DATASET RECORDS START

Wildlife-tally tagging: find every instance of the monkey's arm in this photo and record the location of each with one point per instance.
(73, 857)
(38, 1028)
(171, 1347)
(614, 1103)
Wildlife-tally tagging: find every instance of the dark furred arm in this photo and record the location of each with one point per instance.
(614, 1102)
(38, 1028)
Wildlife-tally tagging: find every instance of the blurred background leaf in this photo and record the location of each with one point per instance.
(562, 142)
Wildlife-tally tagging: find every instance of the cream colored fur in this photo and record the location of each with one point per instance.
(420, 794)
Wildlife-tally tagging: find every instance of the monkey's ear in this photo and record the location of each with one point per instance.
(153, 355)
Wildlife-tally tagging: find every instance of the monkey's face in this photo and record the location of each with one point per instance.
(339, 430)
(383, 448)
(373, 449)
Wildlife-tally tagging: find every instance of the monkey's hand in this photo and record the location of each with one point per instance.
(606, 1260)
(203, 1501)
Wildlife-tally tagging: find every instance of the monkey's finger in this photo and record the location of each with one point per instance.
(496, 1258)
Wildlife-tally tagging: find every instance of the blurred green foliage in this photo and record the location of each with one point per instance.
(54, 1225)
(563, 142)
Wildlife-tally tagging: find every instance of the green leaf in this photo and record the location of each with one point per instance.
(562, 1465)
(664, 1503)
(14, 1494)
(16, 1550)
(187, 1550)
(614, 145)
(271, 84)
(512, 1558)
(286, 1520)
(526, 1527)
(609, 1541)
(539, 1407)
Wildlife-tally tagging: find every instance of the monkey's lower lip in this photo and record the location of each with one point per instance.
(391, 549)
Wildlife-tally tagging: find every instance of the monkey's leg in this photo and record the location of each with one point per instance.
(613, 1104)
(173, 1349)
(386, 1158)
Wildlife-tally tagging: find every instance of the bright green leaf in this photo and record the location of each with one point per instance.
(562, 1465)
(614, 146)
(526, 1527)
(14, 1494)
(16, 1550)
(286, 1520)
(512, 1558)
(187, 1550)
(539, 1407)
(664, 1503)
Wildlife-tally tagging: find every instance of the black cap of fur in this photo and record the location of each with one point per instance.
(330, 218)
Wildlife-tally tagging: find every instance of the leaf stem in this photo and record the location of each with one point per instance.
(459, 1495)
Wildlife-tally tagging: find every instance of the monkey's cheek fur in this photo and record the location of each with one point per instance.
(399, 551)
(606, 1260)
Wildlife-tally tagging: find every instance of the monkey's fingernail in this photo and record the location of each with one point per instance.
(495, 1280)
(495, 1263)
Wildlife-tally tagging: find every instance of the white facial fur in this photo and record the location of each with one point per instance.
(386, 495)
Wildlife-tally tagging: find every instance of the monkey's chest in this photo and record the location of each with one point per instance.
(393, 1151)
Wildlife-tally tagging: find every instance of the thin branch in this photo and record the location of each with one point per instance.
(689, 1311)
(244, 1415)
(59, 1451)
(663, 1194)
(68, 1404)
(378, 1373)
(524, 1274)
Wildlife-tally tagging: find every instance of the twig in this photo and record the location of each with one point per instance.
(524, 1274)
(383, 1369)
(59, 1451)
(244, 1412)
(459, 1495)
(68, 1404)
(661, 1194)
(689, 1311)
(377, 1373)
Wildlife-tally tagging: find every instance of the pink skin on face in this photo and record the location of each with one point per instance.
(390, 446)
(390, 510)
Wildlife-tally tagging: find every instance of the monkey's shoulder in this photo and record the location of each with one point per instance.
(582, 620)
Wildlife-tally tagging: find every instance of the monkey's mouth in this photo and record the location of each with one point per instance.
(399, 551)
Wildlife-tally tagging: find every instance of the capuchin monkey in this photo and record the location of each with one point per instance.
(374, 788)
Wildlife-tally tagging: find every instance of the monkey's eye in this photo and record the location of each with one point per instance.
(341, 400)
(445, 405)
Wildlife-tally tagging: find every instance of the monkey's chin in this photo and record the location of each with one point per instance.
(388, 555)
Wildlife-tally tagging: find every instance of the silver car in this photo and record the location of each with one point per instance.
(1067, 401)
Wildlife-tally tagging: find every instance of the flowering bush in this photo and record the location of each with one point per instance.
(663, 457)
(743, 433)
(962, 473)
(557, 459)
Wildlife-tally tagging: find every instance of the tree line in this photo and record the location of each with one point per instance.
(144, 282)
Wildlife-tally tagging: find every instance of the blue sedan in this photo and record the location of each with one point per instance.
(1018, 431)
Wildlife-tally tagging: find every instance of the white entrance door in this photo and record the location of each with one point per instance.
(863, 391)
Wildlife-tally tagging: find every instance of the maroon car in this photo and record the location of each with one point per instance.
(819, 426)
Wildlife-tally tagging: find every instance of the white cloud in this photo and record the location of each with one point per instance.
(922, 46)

DATASET RECORDS END

= WORK INSTRUCTION =
All records should be returned verbatim, none left out.

= EXERCISE RESULT =
Wildlife-tally tagging: find every instance of the monkey's arm in this photo and record the location of each with one point per instance.
(73, 857)
(38, 1028)
(171, 1347)
(614, 1103)
Wildlife-tally tagging: find every instance of the dark furred arm in this photo and record the location of each with one point per instance.
(614, 1102)
(38, 1028)
Wildlife-tally tagging: find every instance of the blurred background leaf in this photo and record the location of each with one point per instance.
(562, 142)
Wildlife-tally tagging: find every instance of the cream colored fur in this photo and record the location of each with one point per instance.
(420, 794)
Wildlife-tally tagging: find every instance of the monkey's ear in this photo and record the location of each with one point per instance.
(153, 355)
Wildlife-tally tagging: find every instance of the monkey's face in this photo and record the location of each with one point per instance.
(339, 430)
(383, 448)
(373, 449)
Wildlife-tally tagging: find every instance of the monkey's hand in this photo and record the location of each with one point per instance.
(606, 1260)
(203, 1501)
Wildlife-tally tagging: find every instance of the monkey's finger in this photo and record the location of each with one point per instance.
(496, 1258)
Wildlife-tally tagging: find every instance of the blurred green foliage in this photo and record the location of each with one point per instance.
(54, 1225)
(563, 142)
Wildlife-tally tagging: find every instance of the green leaf in this photo and record the location of each with one point per instance.
(562, 1465)
(664, 1503)
(14, 1494)
(16, 1550)
(187, 1550)
(614, 145)
(271, 84)
(512, 1558)
(286, 1520)
(526, 1527)
(609, 1541)
(539, 1407)
Wildlife-tally tagging: find every instance of the monkey's lower lip in this photo and record the location of each with one point per instance.
(391, 549)
Wildlife-tally tagging: find every instance of the monkey's leg in this photo and record the location of each with one point per instance.
(613, 1104)
(173, 1349)
(386, 1158)
Wildlife-tally tagging: find every instance of the bright green leaf in this photo and record the location of each with one point per instance.
(562, 1465)
(614, 146)
(526, 1527)
(14, 1494)
(16, 1550)
(286, 1520)
(512, 1558)
(187, 1550)
(539, 1407)
(664, 1503)
Wildlife-tally tagging: find every instance of the black cap of fur in this photo and record the location of each with one point per instance.
(330, 218)
Wildlife-tally tagging: find every instance of the leaf stem in this photo and record the location of each with one point per instance.
(459, 1495)
Wildlife-tally tagging: find every instance of the monkey's cheek fur in this photo and record the location of each with one point per instance.
(399, 551)
(606, 1260)
Wildlife-tally tagging: find every instance of the monkey's fingernail in this photo and record the location of each with one point per instance.
(495, 1280)
(495, 1263)
Wildlife-tally tagging: find every instance of the white facial fur in this photo and record the location of each with one point per instance.
(386, 495)
Wildlife-tally tagging: find every instance of the monkey's chest in this photo and record the location of each with one point per instance.
(393, 1151)
Wildlife-tally tagging: find every instance of the thin branch in this photo and record the location of each with one point per instance.
(689, 1311)
(244, 1415)
(59, 1451)
(663, 1194)
(68, 1404)
(378, 1373)
(524, 1274)
Wildlife-tally tagging: find every instance of the twig in this photo and record the location of each with one point per instance.
(524, 1274)
(383, 1369)
(59, 1451)
(244, 1412)
(459, 1495)
(68, 1404)
(661, 1194)
(689, 1311)
(377, 1373)
Wildlife-tally tagging: find every instance of the pink skin on face in this photo and record the location of each with one point per instance.
(390, 446)
(390, 510)
Wildlife-tally tagging: find every instance of the monkey's shoulder in this photo and record the location of each with one point per instance.
(582, 620)
Wildlife-tally tagging: find every instance of the monkey's mouth in this photo and record the location of each with one point per instance.
(399, 551)
Wildlife-tally tagging: find every instance of the capuchin monkey in this photo and record the location of each with one point per instance.
(374, 788)
Wildlife-tally tagging: find every instance of the monkey's eye in this photo and record the location of each with one point per instance.
(341, 400)
(445, 405)
Wildlife-tally tagging: find every instance of the monkey's chin in this photo and record the location of each with one point per instance.
(388, 555)
Wildlife-tally tagging: find every instance of the silver car in this photo and record the location of each with one point per instance.
(1067, 401)
Wildlife-tally tagging: find every instance of the flowering bush in this photo and record the location of each with one point per instance.
(663, 457)
(743, 433)
(962, 473)
(557, 459)
Wildlife-tally tagging: find every instance of the tree line in this photo and record the location of each with one point per instance.
(144, 282)
Wildlife-tally tagging: find every instance of the blue sedan in this photo and record the location of each with one point per instance.
(1018, 431)
Wildlife-tally tagging: find every instance of the white entrance door in this photo and record the location of each with one point per instance.
(863, 391)
Wildlife-tally tagging: find every instance of the maroon car in this photo and record the location of each with one point per instance.
(819, 426)
Wildlife-tally tagging: find every instance of the white cloud in this photo and record the location of each with one point per instance.
(922, 46)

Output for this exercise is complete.